• _Source text_
Topic text can be stored in it's original form or with any of several forms of compression applied. The possible compression options are:

  • Run-Length Encoding (RLE): This replaces repeated runs characters with a flag and repeat count. Repeated space characters are so common there is a special encoding that saves one extra byte compared to the usual RLE encoding.
  • Phrase encoding: This builds a dictionary of the 1024 most common words in the input text and replaces each word with a two-byte control code. The help file compiler Microsoft used had an additional option referred to as 'extended phrase compression': this is where entries from the phrase dictionary are also replaced within larger words, e.g. the word "the" would also be replaced inside "then" and "heather".
  • Huffman compression: This is a well-known compression technique where the most common input symbols are represented with much shorter output codes. Less frequently occurring symbols end up with longer symbols.

• _Required action a_
Please locate every line in the listing below that contains the string "block", treating uppercase and lowercase as different, and copy each of those lines.

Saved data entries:
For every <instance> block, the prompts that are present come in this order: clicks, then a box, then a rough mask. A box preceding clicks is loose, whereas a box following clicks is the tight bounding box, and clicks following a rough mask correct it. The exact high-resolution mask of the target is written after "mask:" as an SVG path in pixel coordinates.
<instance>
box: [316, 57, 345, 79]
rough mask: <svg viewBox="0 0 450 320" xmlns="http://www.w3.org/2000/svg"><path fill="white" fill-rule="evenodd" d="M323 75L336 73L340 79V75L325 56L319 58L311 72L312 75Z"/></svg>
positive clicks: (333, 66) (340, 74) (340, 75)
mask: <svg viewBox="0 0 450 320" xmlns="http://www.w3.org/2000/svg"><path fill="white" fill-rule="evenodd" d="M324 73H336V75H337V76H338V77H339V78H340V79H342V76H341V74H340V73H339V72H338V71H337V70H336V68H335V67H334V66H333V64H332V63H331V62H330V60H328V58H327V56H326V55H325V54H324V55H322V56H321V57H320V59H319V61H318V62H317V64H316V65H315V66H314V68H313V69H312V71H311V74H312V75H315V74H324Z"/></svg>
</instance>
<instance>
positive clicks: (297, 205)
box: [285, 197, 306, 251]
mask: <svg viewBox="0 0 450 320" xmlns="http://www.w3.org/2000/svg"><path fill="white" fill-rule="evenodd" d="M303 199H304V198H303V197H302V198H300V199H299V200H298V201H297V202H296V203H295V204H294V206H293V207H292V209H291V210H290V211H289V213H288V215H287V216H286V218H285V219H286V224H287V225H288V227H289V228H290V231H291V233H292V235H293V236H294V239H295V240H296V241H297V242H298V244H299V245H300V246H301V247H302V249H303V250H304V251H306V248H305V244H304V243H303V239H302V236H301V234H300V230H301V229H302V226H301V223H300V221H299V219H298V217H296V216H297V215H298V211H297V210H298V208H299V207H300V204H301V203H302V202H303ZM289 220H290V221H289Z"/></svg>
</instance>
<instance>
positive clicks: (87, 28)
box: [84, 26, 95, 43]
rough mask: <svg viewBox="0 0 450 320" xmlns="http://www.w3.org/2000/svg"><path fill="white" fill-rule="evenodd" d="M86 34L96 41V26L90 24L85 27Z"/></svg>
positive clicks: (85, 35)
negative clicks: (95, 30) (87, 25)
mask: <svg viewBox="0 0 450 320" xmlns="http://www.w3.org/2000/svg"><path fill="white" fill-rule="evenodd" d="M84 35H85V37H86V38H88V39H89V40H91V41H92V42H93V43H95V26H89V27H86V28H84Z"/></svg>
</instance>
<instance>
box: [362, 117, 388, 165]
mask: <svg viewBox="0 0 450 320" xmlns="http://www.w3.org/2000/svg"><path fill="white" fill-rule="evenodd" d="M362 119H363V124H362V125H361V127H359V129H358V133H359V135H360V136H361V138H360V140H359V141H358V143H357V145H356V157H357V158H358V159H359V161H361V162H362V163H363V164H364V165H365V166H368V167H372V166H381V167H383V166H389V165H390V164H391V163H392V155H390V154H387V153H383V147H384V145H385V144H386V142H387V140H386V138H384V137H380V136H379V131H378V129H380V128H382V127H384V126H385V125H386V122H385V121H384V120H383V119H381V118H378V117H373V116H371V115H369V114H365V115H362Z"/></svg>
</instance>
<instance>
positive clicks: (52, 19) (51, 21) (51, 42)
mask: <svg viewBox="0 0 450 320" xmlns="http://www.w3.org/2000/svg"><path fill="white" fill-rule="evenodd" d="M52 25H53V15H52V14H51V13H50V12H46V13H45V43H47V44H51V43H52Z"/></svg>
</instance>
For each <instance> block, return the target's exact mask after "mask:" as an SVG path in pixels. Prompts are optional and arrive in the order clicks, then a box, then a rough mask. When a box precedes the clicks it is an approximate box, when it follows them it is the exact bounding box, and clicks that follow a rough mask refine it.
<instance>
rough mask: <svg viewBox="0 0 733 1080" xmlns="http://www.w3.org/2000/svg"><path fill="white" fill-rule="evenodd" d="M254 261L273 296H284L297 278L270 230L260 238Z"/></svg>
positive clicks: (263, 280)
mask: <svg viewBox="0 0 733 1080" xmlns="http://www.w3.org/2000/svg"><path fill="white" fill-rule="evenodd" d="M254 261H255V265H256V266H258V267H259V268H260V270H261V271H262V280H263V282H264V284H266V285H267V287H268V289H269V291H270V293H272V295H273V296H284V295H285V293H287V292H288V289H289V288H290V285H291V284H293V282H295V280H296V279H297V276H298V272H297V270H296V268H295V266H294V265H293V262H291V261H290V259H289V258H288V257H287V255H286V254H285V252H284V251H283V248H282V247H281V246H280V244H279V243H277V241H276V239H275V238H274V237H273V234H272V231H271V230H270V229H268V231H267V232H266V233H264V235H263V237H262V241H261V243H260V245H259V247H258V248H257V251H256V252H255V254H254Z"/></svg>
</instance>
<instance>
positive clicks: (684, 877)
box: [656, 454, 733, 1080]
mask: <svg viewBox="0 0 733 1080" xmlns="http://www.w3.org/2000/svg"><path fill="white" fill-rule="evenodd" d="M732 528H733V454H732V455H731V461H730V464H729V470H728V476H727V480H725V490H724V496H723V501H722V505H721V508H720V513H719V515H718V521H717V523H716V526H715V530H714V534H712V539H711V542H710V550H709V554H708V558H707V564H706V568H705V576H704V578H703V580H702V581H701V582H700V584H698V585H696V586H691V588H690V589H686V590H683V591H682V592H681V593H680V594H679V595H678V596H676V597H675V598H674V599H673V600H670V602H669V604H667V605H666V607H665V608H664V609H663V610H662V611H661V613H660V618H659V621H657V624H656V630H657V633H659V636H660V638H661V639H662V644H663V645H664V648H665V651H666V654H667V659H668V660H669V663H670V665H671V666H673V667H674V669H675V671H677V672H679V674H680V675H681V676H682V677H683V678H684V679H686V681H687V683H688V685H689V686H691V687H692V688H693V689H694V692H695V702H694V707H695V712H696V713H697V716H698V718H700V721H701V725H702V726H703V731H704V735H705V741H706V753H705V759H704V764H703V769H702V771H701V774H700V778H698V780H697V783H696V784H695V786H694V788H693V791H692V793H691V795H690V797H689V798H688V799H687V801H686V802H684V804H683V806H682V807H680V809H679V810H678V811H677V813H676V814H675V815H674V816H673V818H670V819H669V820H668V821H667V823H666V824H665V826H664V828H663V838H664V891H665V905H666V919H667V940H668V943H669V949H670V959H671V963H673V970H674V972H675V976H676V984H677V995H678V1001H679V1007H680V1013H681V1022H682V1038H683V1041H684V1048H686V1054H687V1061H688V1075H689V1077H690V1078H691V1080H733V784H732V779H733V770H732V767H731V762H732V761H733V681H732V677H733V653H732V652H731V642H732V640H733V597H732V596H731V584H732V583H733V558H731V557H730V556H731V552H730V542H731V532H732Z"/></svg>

• _Required action b_
In the text on compression options, how many words go into the dictionary that phrase encoding builds?

• _Problem solution a_
For every <instance> block, the prompts that are present come in this order: clicks, then a box, then a rough mask. A box preceding clicks is loose, whereas a box following clicks is the tight bounding box, and clicks following a rough mask correct it. The exact high-resolution mask of the target is written after "mask:" as an SVG path in pixel coordinates.
For each <instance> block, return the target's exact mask after "mask:" as an SVG path in pixels. Prompts are optional and arrive in the order clicks, then a box, then a rough mask. When a box precedes the clicks it is an approximate box, when it follows them it is the exact bounding box, and clicks that follow a rough mask refine it.

• _Problem solution b_
The 1024 most common words in the input text.